[Problem to solve] Repeat exactly the lines below from the line that contains "the bat handle" to the last line, inclusive, without the pictures.

[Input records]
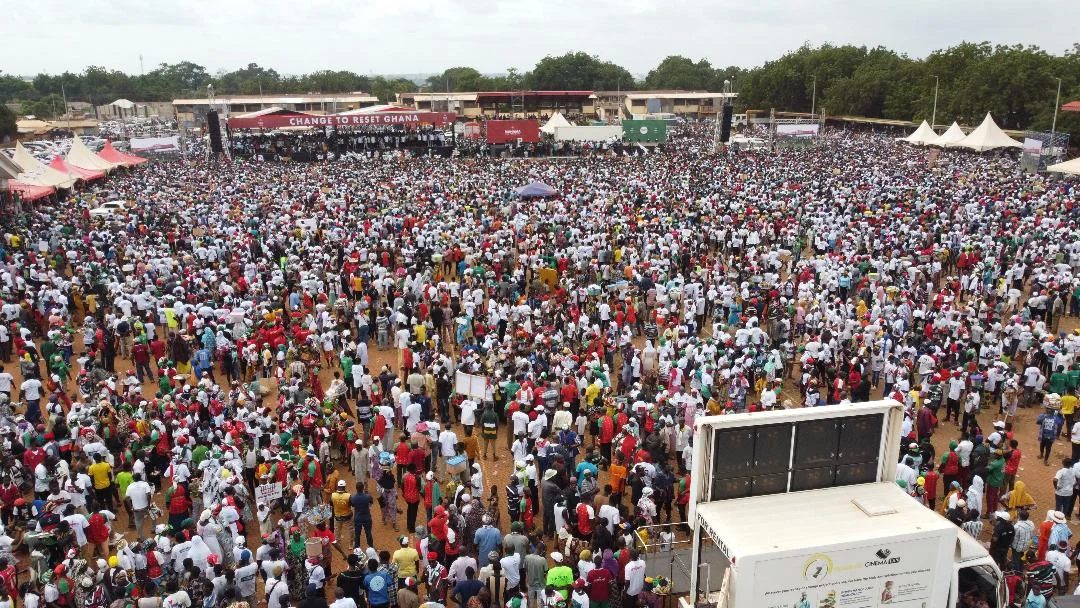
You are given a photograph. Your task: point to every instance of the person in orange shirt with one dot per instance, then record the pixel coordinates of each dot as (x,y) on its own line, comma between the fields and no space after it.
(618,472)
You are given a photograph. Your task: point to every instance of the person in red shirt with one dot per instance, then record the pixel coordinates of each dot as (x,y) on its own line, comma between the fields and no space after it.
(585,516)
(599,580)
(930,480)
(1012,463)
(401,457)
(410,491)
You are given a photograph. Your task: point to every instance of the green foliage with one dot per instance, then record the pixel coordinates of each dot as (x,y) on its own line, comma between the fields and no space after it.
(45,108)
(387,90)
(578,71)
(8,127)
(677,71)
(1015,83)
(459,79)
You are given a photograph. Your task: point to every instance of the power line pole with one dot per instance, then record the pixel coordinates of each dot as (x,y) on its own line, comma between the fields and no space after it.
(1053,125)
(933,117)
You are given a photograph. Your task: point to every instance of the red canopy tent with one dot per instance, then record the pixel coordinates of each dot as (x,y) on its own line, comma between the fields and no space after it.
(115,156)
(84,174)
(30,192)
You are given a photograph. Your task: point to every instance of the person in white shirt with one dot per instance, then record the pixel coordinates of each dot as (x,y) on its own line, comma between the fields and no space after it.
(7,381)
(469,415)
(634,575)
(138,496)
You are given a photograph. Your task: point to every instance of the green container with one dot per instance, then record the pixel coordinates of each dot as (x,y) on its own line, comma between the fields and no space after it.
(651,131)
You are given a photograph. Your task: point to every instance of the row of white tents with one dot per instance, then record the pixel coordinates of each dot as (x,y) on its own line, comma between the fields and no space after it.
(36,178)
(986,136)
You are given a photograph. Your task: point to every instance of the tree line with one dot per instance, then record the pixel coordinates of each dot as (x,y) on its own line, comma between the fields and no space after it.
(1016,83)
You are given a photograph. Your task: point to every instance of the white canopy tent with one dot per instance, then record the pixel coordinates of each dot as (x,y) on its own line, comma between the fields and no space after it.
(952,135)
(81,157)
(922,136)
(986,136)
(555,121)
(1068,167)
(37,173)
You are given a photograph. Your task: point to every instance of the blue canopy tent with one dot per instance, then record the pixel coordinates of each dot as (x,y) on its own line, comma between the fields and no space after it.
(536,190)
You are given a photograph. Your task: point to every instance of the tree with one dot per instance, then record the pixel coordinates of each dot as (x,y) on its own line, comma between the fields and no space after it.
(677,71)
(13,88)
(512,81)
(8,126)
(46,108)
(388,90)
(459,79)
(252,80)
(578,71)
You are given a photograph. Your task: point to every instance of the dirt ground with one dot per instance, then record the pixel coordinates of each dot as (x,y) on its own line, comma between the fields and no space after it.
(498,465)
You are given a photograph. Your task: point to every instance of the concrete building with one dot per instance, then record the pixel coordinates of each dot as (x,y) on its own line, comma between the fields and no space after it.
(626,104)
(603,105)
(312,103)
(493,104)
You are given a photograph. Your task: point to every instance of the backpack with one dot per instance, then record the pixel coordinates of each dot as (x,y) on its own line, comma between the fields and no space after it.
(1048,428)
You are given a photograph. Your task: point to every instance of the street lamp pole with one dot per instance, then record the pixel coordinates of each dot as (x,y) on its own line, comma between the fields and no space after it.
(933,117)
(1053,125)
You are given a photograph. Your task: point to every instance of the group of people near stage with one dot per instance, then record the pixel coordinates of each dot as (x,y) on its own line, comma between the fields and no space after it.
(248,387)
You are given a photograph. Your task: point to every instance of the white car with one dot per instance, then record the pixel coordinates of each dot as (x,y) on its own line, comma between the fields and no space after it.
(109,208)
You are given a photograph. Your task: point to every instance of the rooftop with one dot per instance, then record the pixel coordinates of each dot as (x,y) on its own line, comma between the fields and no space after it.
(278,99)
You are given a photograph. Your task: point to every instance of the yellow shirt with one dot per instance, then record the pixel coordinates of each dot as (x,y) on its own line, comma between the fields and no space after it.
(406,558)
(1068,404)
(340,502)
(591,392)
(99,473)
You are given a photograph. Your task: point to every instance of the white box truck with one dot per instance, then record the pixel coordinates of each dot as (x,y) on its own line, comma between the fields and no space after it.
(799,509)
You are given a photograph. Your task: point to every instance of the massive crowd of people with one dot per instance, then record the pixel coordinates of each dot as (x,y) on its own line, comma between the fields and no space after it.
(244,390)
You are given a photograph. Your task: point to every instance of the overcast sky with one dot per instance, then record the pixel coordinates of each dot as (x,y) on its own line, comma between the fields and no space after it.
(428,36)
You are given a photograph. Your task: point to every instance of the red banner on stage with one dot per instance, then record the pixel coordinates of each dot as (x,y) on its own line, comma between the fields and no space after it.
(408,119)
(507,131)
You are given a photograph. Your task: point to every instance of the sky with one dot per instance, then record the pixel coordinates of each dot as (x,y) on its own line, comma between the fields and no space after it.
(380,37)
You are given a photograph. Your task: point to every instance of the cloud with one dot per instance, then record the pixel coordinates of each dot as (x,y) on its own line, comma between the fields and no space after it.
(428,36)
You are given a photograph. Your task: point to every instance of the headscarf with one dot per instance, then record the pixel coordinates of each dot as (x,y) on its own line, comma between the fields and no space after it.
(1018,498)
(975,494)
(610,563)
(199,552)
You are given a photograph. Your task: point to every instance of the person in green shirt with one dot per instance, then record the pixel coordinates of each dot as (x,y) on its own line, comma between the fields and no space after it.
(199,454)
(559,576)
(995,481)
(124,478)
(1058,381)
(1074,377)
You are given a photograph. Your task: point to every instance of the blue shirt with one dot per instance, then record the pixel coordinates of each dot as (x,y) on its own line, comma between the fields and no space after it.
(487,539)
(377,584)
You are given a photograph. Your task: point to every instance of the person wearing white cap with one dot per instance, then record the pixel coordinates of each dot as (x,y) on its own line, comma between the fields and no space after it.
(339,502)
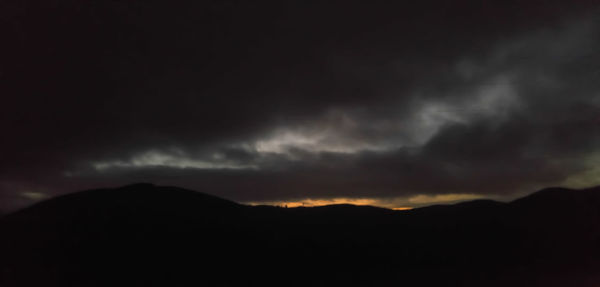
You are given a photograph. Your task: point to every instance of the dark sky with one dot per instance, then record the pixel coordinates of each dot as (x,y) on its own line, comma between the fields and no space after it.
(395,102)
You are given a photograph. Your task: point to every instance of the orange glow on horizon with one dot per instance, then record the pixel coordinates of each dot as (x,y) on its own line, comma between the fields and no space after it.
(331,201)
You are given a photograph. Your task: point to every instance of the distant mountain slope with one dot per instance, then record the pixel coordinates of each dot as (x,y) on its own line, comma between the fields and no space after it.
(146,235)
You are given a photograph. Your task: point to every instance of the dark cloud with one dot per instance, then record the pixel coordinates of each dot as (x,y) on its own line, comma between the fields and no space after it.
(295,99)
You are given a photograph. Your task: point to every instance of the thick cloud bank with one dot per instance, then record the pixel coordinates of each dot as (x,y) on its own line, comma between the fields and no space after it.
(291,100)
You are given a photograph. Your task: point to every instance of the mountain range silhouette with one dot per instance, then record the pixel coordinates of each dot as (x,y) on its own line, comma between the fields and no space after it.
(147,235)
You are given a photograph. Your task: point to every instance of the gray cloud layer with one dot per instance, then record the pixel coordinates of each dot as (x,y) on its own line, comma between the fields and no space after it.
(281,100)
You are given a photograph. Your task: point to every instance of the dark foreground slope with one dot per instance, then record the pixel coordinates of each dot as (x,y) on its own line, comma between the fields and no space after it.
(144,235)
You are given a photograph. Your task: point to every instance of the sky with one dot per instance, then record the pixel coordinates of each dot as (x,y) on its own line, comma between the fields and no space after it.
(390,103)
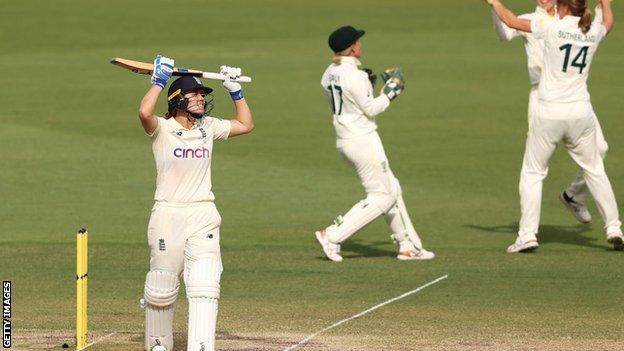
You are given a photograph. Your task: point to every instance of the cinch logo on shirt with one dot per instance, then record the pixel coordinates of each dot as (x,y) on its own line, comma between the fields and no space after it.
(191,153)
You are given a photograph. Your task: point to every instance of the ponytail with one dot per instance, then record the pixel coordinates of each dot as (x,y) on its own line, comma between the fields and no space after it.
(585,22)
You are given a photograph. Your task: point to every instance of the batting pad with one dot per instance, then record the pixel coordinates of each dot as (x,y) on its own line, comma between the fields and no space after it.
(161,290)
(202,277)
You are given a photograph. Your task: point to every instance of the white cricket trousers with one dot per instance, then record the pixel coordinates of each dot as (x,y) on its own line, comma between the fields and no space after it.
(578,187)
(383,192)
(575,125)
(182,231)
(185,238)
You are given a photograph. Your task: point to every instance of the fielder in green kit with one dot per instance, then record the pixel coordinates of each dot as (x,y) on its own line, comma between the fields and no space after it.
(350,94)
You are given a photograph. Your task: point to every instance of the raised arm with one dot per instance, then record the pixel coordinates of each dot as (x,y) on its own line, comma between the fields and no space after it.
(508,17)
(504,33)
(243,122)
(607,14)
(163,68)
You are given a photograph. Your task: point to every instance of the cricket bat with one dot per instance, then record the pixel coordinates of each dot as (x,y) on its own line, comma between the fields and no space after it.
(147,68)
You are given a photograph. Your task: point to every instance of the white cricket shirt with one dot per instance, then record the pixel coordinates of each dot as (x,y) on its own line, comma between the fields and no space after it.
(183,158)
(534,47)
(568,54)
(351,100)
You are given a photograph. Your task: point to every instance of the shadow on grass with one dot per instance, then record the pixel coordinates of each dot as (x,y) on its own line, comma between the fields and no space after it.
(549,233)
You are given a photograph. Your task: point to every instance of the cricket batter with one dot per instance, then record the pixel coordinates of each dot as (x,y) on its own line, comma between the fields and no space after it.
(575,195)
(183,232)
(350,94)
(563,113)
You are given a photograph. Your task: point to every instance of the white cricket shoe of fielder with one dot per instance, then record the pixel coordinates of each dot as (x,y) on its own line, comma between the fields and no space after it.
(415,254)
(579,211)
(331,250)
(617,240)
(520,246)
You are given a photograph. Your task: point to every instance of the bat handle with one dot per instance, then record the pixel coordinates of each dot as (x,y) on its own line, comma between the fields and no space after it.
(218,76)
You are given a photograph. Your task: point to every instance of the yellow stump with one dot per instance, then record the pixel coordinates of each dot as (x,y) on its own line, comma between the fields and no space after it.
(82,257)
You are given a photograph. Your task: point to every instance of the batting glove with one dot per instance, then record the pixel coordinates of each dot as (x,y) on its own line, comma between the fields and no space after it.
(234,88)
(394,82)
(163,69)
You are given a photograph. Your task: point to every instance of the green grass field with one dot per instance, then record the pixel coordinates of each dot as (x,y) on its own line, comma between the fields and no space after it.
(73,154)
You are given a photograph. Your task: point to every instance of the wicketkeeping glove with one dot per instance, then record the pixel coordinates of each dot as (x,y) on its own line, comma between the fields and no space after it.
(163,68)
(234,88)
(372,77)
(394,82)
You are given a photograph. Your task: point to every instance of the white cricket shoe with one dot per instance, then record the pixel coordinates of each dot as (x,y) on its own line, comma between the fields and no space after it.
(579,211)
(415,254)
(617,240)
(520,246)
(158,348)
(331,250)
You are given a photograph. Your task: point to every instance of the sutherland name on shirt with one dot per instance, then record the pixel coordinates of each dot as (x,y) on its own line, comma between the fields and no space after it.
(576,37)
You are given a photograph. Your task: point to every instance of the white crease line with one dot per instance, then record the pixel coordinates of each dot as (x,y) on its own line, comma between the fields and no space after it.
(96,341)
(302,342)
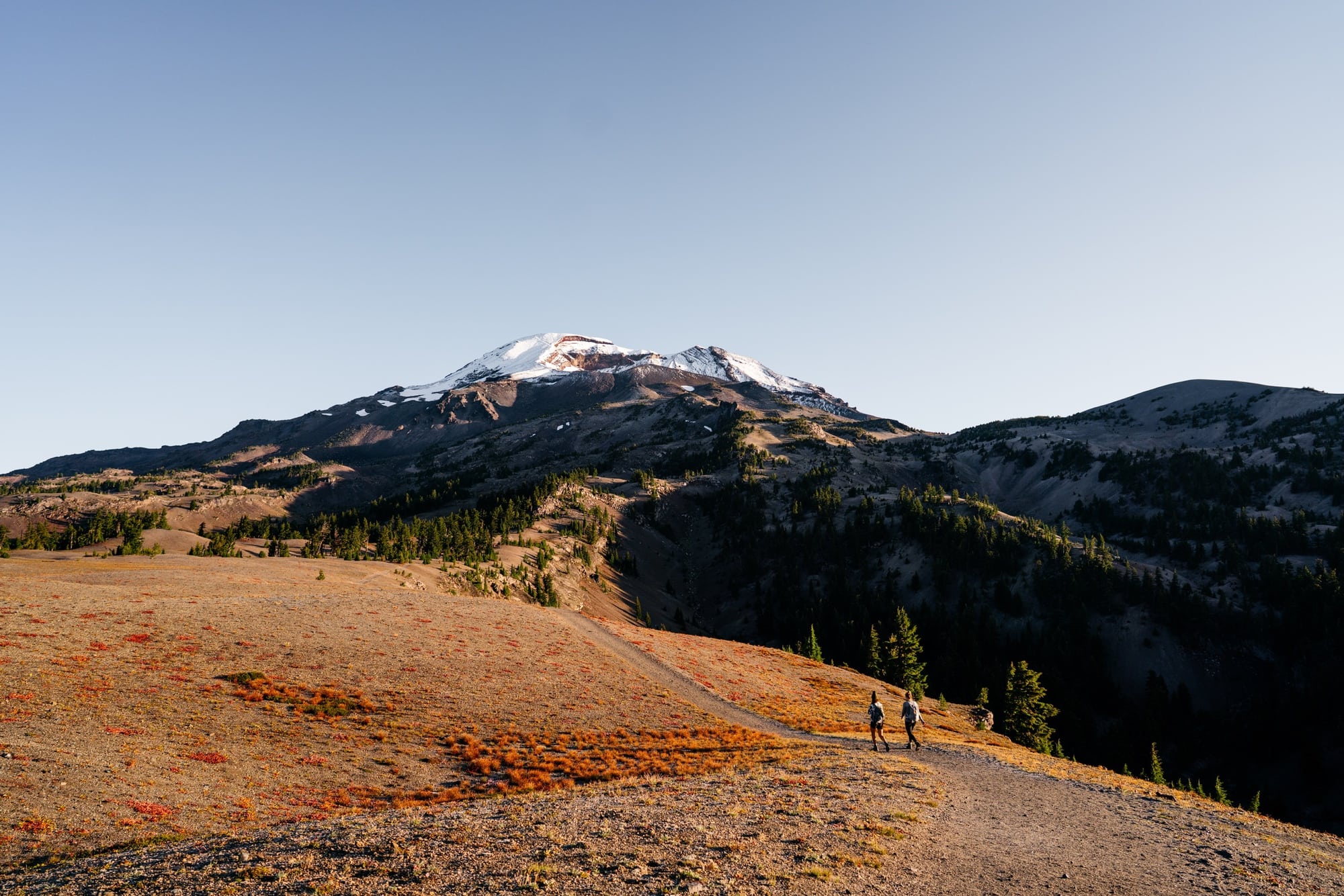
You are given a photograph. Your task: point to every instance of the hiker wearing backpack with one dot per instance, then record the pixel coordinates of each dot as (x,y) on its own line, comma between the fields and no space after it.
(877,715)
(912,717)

[The answer]
You are given a photograph. Your task: point to every instance of the bat handle with one dot per instance, then record the pixel coordinates of each dot as (x,y) on its own line, comma between the fields and no space after it.
(218,76)
You are given a photograph. Your task: point to every instance of the yellow stump with one dot per instance, then record the pixel coordinates of each dot as (x,y) on its own line, comma between the fields and no space after it.
(82,257)
You are given a photograph. Your task: point to every instance of the batting glove with one dot per instance, then record the pixel coordinates of each dot as (x,y) on its own line, comma between the fields and no space after it.
(234,88)
(394,82)
(163,69)
You are given a photograph. Your task: point to every instance of the green grass field with one dot per instance, then record the pixel coordinates of each dot as (x,y) on its own line, comma between the fields and no space after it.
(73,154)
You are given a photograph. Your task: point to every instance of the wicketkeeping glove with one dot per instance, then record the pixel coordinates of each dot as (x,y) on its own line, comma between the fields and no space after it.
(163,68)
(234,88)
(372,77)
(394,82)
You are given a photograph. Your task: point to every instance of the white cricket shoe with one dot per instance, then record the pixel coordinates of each dot as (x,y) on its own line, comma between the fields and no space after it.
(579,211)
(415,254)
(617,240)
(520,246)
(158,348)
(331,250)
You are given a photograph. Your task: point to every instance of the sutherland name on shirt with one dot per instance, then record the pixel coordinates of each dot as (x,y) on its own line, comma between the fields and no space after it.
(576,37)
You are given a photograph. Your task: point to every instance of the white crease line with one dot per instance, then record the pixel coordinates of each dot as (x,y) on its own line, comma between the fields and no space after it.
(96,341)
(302,342)
You are given a photograph. Your task: point to every instance of the hiker wearing backpack with one dot per instance, then record the pixel coordinates of each dot as (x,y) on its own line, comma between the fields and no space after it.
(877,715)
(912,717)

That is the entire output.